▸ **AIM**
Please copy every line of the data below word for word, leaving nothing out and changing nothing.

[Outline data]
- - -
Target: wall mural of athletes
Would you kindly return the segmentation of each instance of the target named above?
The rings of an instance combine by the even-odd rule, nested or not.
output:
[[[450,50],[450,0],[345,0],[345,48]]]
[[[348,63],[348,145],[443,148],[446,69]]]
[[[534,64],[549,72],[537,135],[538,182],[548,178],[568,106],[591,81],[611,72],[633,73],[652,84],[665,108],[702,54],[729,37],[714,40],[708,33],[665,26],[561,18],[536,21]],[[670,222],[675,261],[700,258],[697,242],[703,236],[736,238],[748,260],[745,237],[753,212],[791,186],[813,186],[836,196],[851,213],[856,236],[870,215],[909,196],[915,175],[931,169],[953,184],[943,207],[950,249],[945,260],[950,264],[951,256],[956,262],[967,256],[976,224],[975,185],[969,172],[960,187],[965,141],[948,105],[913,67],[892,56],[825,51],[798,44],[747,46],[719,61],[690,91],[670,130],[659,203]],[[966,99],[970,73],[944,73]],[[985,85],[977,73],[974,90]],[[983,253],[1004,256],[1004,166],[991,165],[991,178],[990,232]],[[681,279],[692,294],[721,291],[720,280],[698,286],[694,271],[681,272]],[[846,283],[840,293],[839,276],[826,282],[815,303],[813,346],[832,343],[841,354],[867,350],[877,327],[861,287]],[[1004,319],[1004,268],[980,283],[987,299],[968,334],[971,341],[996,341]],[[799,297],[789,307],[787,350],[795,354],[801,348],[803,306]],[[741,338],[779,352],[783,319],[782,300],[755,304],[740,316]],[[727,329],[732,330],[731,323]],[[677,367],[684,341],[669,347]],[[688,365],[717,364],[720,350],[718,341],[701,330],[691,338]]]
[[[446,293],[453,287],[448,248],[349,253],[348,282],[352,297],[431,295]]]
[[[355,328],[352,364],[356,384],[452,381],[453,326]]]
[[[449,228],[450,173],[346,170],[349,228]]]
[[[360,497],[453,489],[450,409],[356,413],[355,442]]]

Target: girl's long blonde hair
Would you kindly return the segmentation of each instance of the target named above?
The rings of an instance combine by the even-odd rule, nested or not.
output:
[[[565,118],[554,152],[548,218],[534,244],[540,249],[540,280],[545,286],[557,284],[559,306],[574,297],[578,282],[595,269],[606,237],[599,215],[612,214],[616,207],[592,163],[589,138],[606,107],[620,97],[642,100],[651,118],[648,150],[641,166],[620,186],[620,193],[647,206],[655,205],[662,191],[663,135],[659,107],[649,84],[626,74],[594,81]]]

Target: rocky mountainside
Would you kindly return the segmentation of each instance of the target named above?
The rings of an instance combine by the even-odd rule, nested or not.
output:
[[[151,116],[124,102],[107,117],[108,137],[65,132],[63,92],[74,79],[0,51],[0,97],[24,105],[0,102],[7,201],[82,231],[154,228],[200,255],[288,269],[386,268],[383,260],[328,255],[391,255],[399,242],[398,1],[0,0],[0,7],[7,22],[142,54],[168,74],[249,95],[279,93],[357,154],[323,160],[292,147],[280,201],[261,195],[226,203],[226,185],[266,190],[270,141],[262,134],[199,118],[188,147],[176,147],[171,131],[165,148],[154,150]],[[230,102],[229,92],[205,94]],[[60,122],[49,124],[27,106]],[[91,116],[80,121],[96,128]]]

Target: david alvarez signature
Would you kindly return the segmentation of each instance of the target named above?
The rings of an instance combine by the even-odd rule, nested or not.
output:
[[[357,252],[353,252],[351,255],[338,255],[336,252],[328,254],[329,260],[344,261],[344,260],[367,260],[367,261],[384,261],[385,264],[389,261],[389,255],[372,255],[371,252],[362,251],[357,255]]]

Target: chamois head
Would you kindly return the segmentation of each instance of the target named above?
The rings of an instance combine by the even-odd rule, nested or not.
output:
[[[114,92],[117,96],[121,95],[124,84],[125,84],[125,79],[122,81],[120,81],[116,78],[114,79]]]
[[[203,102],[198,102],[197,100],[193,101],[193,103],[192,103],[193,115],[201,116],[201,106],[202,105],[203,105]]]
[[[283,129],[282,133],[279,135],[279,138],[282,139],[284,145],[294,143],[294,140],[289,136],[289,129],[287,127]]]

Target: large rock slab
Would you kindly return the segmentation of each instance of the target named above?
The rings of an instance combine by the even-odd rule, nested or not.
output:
- - -
▸ **EXERCISE RESPONSE**
Target: wall mural of athletes
Would you kindly return the segmentation of each instance of the target named above?
The rings of an instance combine by the even-odd rule, nested or not.
output:
[[[450,50],[450,0],[345,0],[345,48]]]
[[[348,63],[348,145],[443,148],[446,69]]]
[[[534,64],[549,72],[537,135],[538,182],[548,178],[568,106],[591,81],[611,72],[633,73],[652,84],[665,108],[702,54],[729,37],[714,40],[708,33],[665,26],[561,18],[536,21]],[[670,222],[675,261],[700,258],[697,242],[703,236],[736,238],[748,260],[745,237],[753,212],[791,186],[813,186],[836,196],[851,213],[856,236],[870,215],[909,196],[915,175],[931,169],[953,184],[943,207],[950,249],[945,260],[950,264],[951,256],[956,262],[967,256],[976,224],[975,185],[969,172],[960,187],[965,141],[948,105],[913,67],[892,56],[825,51],[798,44],[747,46],[719,61],[690,91],[670,130],[659,203]],[[966,99],[970,73],[944,73]],[[985,85],[977,73],[974,90]],[[983,253],[1004,256],[1004,166],[991,165],[991,178],[990,232]],[[681,279],[692,294],[721,291],[720,280],[698,286],[694,271],[681,272]],[[846,283],[840,293],[839,276],[826,282],[815,303],[813,346],[832,343],[841,354],[867,350],[877,327],[861,287]],[[1004,319],[1004,268],[980,283],[987,299],[968,334],[971,341],[996,341]],[[799,297],[789,307],[787,350],[795,354],[801,348],[803,306]],[[741,338],[779,352],[783,319],[782,300],[755,304],[740,316]],[[727,329],[732,330],[731,323]],[[677,367],[684,341],[669,347]],[[688,365],[717,364],[720,350],[718,341],[701,330],[691,338]]]
[[[446,293],[453,287],[448,248],[349,253],[348,282],[352,297],[431,295]]]
[[[355,328],[352,364],[356,384],[452,381],[453,326]]]
[[[449,228],[450,173],[346,170],[349,228]]]
[[[360,497],[453,489],[450,409],[356,413],[355,442]]]

Target: girl's long blonde hair
Would you kindly return the segmentation of each instance of the target named above?
The rings of an instance combine by the even-odd rule, nested or not.
output:
[[[565,118],[554,152],[548,218],[534,244],[540,249],[540,280],[545,286],[557,284],[559,306],[574,297],[578,282],[595,269],[606,237],[599,215],[612,214],[616,207],[592,163],[589,138],[606,107],[620,97],[642,100],[651,118],[648,150],[641,166],[620,186],[620,193],[647,206],[655,205],[662,191],[663,135],[659,107],[649,84],[626,74],[594,81]]]

Target: rocky mountainside
Would you kindly return the segmentation of each instance of the target named above?
The rings of an instance combine by the even-odd rule, nested or not.
output:
[[[151,116],[124,102],[107,117],[108,137],[65,132],[63,92],[74,79],[0,51],[0,97],[24,105],[0,102],[7,201],[82,231],[154,228],[200,255],[288,269],[386,268],[383,260],[328,255],[391,255],[399,242],[398,1],[0,0],[0,7],[7,22],[142,54],[168,74],[249,95],[279,93],[357,154],[323,160],[292,147],[280,201],[261,195],[226,203],[226,185],[266,190],[270,141],[262,134],[199,118],[188,147],[176,147],[171,131],[165,148],[154,150]],[[230,102],[229,92],[205,94]],[[60,122],[49,124],[27,106]],[[91,116],[80,121],[96,128]]]

Target: david alvarez signature
Would you kindly return the segmentation of each instance of the target named above?
The rings of an instance combine by the even-odd rule, nested or not.
output:
[[[357,252],[353,252],[351,255],[338,255],[336,252],[328,254],[329,260],[344,261],[344,260],[367,260],[367,261],[384,261],[385,264],[389,261],[389,255],[372,255],[371,252],[362,251],[357,255]]]

Target: chamois head
Would you kindly return the segmentation of each instance of the target named above?
The rings of an instance combine by the even-odd rule, nested or not.
output:
[[[114,92],[117,96],[121,95],[124,84],[125,84],[125,79],[122,81],[120,81],[116,78],[114,79]]]
[[[203,102],[198,102],[197,100],[193,101],[193,103],[192,103],[193,115],[201,116],[201,106],[202,105],[203,105]]]
[[[283,129],[282,133],[279,135],[279,138],[282,139],[284,145],[294,143],[294,140],[289,136],[289,129],[287,127]]]

Target: large rock slab
Would you kindly return the segmentation of each instance of the target named above?
The rings of an instance combine by the even-odd rule, nested or not.
output:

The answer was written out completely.